*** Opening Document passage ***
PennSERS May Sell Half Its PE Assets; Hires StepStone

Pension: Pennsylvania State Employees’ Retirement System

PE Assets: $6 billion

Overall Assets: $26 billion

Chief Investment Officer: Anthony Clark

It has been a challenging time at the $26 billion Pennsylvania State Employees’ Retirement System. The fund faces increasing obligations to pensioners, it is over-allocated to private equity, and it has lost several members of its private equity team.

Against this backdrop, the pension has been seeking buyers for up to $3 billion of its private equity portfolio, a source told sister Web site peHub. Such a sale would represent about half the system’s $6 billion in private equity investments, which in 2010 amounted to 26 percent of the pension’s total assets.

A second source said PennSERS was talking with two secondary advisors, Cogent Partners and UBS. However, a spokesperson for PennSERS denied that it was in talks with the two firms about a sale.

A sale, if it does materialize, would not be a surprising development. Last year, PennSERS said that it planned to reduce its allocation to alternative investments (private equity and venture capital) to 15 percent from 25 percent. It also planned “a greater allocation to fixed income investments to meet liquidity needs,” according to a statement it released in December, 2010. PennSERS said at the time it expected “to pay out about $2.6 billion in benefits and expenses in 2011 but that is expected to jump to $4 billion in 2020.”

One consequence of a shrinking commitment to private equity is a smaller staff to manage it, and it seems that PennSERS’s private equity team has read the writing on the wall. As many as four private equity portfolio managers have already left, and more turnover could be on the way, according to one source.

Recent departures include PennSERS’s head of alternatives, Bruce Feldman, who retired this summer, and Jeffrey Burton, an alternative portfolio manager who left to join the Pennsylvania Public School Employees’ Retirement System.

In a separate development, the PennSERS board announced that it hired the StepStone Group as its alternative investment consultant. The move ends PennSERS’s relationship with Cambridge Associates, which had been its alternative consultant for nearly two decades.

In a statement, Nicholas Maiale, PennSERS’s board chairman, said the move was needed because “it is time for a fresh look,” adding that “the markets, our demographics and the maturity of the Fund are all changing.”

The move follows the February hiring of Anthony Clark as PennSERS’s chief investment officer.

StepStone won the alternative consulting assignment over Hamilton Lane, which many thought had the inside track on the contract since it was based in suburban Philadelphia.
*** Closing Document passage ***
*** Opening Provided records ***
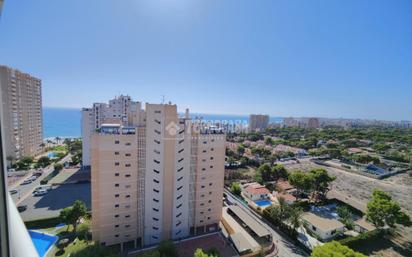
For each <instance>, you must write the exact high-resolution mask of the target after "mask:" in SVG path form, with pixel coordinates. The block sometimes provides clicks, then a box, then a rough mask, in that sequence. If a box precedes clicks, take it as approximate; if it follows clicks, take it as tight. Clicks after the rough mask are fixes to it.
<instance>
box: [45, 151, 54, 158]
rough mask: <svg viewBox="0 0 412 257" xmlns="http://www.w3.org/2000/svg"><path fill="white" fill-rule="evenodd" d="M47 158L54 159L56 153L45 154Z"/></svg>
mask: <svg viewBox="0 0 412 257" xmlns="http://www.w3.org/2000/svg"><path fill="white" fill-rule="evenodd" d="M47 157H49V158H55V157H56V153H55V152H50V153H48V154H47Z"/></svg>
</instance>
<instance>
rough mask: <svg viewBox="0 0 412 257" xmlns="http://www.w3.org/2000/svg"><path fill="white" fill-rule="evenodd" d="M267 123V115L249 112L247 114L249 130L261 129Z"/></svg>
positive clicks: (260, 129)
mask: <svg viewBox="0 0 412 257" xmlns="http://www.w3.org/2000/svg"><path fill="white" fill-rule="evenodd" d="M268 125H269V115H262V114H251V115H250V116H249V129H250V131H263V130H265V129H267V127H268Z"/></svg>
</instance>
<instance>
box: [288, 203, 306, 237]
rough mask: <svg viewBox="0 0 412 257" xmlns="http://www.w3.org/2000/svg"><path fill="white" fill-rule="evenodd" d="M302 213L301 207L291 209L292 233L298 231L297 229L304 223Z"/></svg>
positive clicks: (289, 215)
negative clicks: (302, 220)
mask: <svg viewBox="0 0 412 257" xmlns="http://www.w3.org/2000/svg"><path fill="white" fill-rule="evenodd" d="M302 214H303V210H302V209H301V208H299V207H293V208H291V209H290V210H289V218H288V220H289V222H290V224H291V225H292V228H293V230H292V231H291V234H293V233H296V229H297V228H299V227H300V225H302V221H301V218H302Z"/></svg>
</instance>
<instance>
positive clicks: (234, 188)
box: [230, 182, 242, 195]
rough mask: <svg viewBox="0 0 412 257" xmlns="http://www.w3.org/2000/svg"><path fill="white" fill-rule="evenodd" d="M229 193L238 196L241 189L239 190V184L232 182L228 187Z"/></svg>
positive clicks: (239, 186)
mask: <svg viewBox="0 0 412 257" xmlns="http://www.w3.org/2000/svg"><path fill="white" fill-rule="evenodd" d="M230 192H232V193H233V194H234V195H240V193H241V192H242V189H241V188H240V184H239V183H236V182H233V183H232V185H231V186H230Z"/></svg>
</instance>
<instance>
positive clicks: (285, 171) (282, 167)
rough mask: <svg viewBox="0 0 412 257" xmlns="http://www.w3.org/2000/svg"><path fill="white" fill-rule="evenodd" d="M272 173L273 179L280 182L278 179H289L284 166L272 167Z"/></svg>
*** Closing Provided records ***
[Instructions for the task]:
Reproduce the portion of the PennSERS article starting at "Recent departures include" and ending at "chief investment officer.". The listing above was drawn from a separate source and is unrelated to the article on PennSERS.

[Answer to this exercise]:
Recent departures include PennSERS’s head of alternatives, Bruce Feldman, who retired this summer, and Jeffrey Burton, an alternative portfolio manager who left to join the Pennsylvania Public School Employees’ Retirement System.

In a separate development, the PennSERS board announced that it hired the StepStone Group as its alternative investment consultant. The move ends PennSERS’s relationship with Cambridge Associates, which had been its alternative consultant for nearly two decades.

In a statement, Nicholas Maiale, PennSERS’s board chairman, said the move was needed because “it is time for a fresh look,” adding that “the markets, our demographics and the maturity of the Fund are all changing.”

The move follows the February hiring of Anthony Clark as PennSERS’s chief investment officer.